(Pointing records)
☆ ☆ ☆ ☆ ☆
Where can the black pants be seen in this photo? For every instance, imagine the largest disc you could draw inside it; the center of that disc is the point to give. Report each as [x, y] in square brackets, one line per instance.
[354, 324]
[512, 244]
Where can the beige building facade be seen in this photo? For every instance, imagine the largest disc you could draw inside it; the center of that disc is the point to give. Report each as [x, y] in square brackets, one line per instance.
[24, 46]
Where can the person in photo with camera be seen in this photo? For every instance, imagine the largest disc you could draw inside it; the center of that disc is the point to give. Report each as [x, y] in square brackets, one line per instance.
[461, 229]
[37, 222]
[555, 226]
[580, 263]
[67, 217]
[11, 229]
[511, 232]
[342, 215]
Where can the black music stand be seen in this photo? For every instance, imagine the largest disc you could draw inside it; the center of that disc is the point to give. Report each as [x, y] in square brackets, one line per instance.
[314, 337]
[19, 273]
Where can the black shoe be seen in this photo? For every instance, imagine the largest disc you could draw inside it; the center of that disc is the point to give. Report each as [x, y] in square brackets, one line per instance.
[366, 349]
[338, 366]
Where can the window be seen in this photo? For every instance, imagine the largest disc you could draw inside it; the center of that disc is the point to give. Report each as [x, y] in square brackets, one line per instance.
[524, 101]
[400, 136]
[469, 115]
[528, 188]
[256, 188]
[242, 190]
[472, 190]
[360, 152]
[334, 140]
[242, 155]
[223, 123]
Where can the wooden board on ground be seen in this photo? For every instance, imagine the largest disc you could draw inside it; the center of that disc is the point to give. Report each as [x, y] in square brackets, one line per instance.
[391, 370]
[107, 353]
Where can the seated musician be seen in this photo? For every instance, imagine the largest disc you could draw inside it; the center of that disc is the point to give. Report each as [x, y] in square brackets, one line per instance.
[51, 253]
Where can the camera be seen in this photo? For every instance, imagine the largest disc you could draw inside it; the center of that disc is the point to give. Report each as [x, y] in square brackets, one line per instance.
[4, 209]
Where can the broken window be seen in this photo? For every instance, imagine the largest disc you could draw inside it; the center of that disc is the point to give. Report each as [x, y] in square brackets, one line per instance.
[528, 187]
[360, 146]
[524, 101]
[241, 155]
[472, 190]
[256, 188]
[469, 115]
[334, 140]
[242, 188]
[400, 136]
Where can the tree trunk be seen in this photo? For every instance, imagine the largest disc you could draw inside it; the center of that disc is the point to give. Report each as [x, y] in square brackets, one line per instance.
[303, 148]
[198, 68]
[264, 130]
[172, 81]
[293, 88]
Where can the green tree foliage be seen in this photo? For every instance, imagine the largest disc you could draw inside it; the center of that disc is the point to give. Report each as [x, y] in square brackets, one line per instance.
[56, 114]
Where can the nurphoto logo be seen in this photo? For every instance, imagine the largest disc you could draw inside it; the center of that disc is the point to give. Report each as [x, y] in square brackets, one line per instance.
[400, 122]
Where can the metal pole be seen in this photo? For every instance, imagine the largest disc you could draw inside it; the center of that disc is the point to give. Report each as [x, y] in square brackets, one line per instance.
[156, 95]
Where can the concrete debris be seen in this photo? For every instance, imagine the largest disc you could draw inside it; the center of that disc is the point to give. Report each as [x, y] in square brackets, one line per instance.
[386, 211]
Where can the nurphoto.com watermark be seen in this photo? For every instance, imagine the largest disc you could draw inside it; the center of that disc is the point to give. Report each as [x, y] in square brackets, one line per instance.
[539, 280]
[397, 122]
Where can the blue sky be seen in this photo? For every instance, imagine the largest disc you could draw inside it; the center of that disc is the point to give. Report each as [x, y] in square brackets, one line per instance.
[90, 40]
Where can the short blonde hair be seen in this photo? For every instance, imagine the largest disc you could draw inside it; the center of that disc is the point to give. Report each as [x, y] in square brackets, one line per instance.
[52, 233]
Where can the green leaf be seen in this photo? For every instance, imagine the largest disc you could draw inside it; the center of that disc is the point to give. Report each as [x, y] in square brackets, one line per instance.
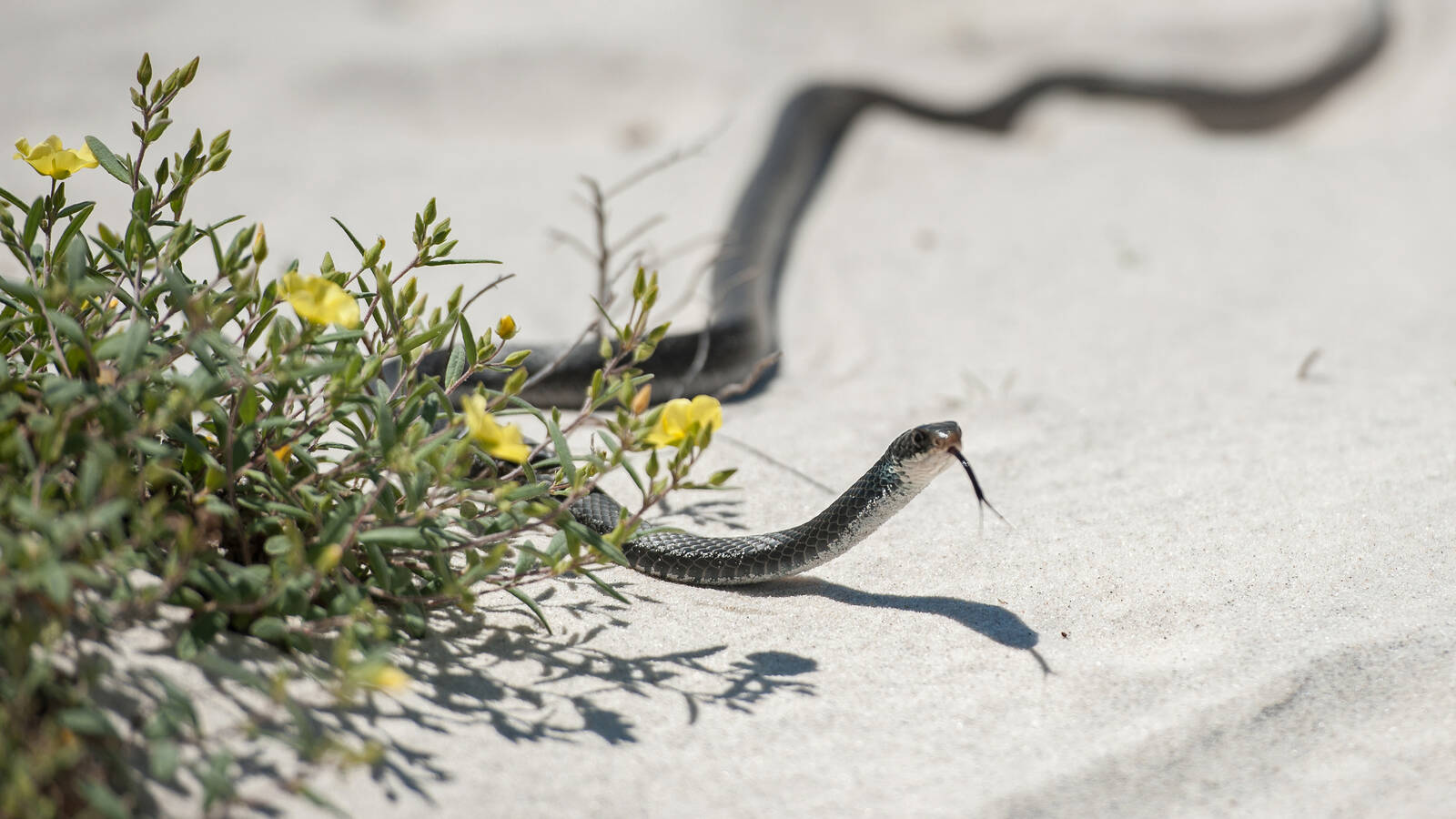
[33, 223]
[349, 234]
[603, 584]
[106, 159]
[531, 605]
[456, 368]
[439, 263]
[395, 535]
[72, 229]
[558, 440]
[12, 198]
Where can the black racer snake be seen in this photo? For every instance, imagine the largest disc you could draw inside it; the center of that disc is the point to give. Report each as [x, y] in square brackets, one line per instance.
[740, 339]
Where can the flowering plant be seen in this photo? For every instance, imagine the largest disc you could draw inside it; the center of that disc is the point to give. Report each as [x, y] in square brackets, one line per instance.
[225, 445]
☆ ☆ ☆ ☆ ☆
TASK TO CARRY OUT: Repeat every record precisely. Any picture among them stays out of the copy.

COMPLETED EXERCISE:
Where can the black pants be seen in this photo? For every instance, imagine the largest disc you could draw inside it; the center of that disc is the point to give. Report each as [x, y] in square brackets, one line per instance.
[354, 324]
[512, 244]
Where can the beige building facade be seen in this photo? For every instance, imagine the largest disc you could draw inside it; the center of that disc is the point to give. Report each as [x, y] in square brackets, one line per instance.
[24, 46]
Where can the person in photo with camera be seen in this photo? For every instance, imagine the largest disc you could draw inside it; the center of that disc is the point to give. Report each as [x, y] in square brackets, one line per instance.
[461, 229]
[37, 222]
[555, 226]
[580, 263]
[67, 217]
[11, 229]
[511, 232]
[342, 215]
Where can the black music stand be seen in this photo? For every instance, imagine the largest disc you could draw inside it; the center of that disc is the point to give. Report each as [x, y] in square brackets, one line per instance.
[314, 337]
[19, 273]
Where can the black shoe be seen in this photo? For every instance, imagine the largest disc you could draw inside it; the center of that disc is the point to give. Report each as [x, y] in square brackets, one line per instance.
[366, 349]
[338, 366]
Where can the window be seen in this photo? For every instance, imagine the largest disc you could draw inside it; the center of that disc is the point to give. Report each as [x, y] in square brackets, one line per instance.
[524, 101]
[400, 136]
[469, 115]
[528, 188]
[256, 188]
[242, 190]
[472, 190]
[360, 152]
[334, 140]
[242, 155]
[223, 123]
Where can the wooden board on ground be seen in this photo? For every instance, imagine the largest disc you could draw inside it; the center of that disc is the point to give. Report each as [x, y] in square brackets, one line per instance.
[391, 370]
[107, 353]
Where can the seated musician be seen in this photo? For every instance, imagine the largest disc you could draw inside it; the center of that disc is the point to give. Report each as [x, y] in square brackets, one line per instance.
[51, 253]
Where can the camera be seen in this photo? For every instance, imagine the largest disc you could draw inside it; the center of that disc is the point to give. Report each as [x, y] in square brackets, one line per instance.
[4, 209]
Where can the broken window be seen in this photo? For every instance, imagine the largest disc you could draw inside it; the center of that disc is the point to give. Report each as [x, y] in square brackets, one line per instance.
[528, 187]
[360, 146]
[524, 101]
[241, 155]
[472, 190]
[256, 188]
[469, 115]
[334, 140]
[242, 188]
[400, 136]
Where can the tree trunk be seen in this photo? For every instance, imagine the largest disc you could draw inside it; the center of that disc is the point to give. Report each as [x, y] in square brackets, one line per instance.
[303, 148]
[198, 68]
[264, 130]
[172, 81]
[293, 88]
Where can the green tree foliage be seen in this photo? For every instance, imagine the largest disc you could draw inside it; the center of that disc is the point to give. Report each as [x, y] in square brackets, one line per instance.
[56, 114]
Where can the nurphoto logo be seen in this photo? For every instance, imagine the largest disc you could draw inside it; the center of that disc is the point to give. Report each as [x, y] in square brackets, one line per instance.
[400, 122]
Where can the metal pole be seen in this photo? For every instance, imagine the largest disc you could draw inside it; the center of that disc is the point to give. Report each as [x, y] in square brackets, one line per instance.
[156, 95]
Where can the concrete debris be seen in this photo? For every instance, imagine the largest disc you could draw inside it; the center of that disc is the point to give. Report each as [x, y] in square brackets, one line per instance.
[386, 211]
Where can the nurphoto.com watermark be seen in this photo? For every instance, imagine the largest disc you could draw inside it; the center of that disc is the point to give. Report each as [x, y] in square brackets, one line per instance.
[539, 280]
[397, 122]
Where can the blue sky be seen in this photo? For every instance, imagine the largest disc you could draw inside it; the center of that disc is the point to give. Report each as [x, y] in square brackets, one line per instance.
[90, 40]
Where can the short blonde hair be seen in this photo? For every instance, imagine the largest disc you could draw inside it; the center of that disc is the point to give. Report each as [x, y] in square brackets, one line per instance.
[52, 233]
Where can the green leaf be seen in this photo? For every instance, imagine the largest disc you could draw inside it; the center of that disc is the point to give. Report each as [x, y] in square brackets, one line per instance.
[33, 223]
[349, 234]
[603, 584]
[106, 159]
[531, 605]
[456, 368]
[439, 263]
[395, 535]
[72, 229]
[558, 440]
[12, 198]
Where can the black racer snake be seen in this photo? For every instance, imagine the largest disc you could draw inside it; the center of that disc is the point to give. Report each as [x, y] in square brackets, one line per instance.
[740, 339]
Where can the flowering plant be seen in this photo? For every instance, imagine the largest disc you could draw inside it; the center of that disc is the point to give. Report each as [x, y] in square brackets, one line per instance.
[225, 445]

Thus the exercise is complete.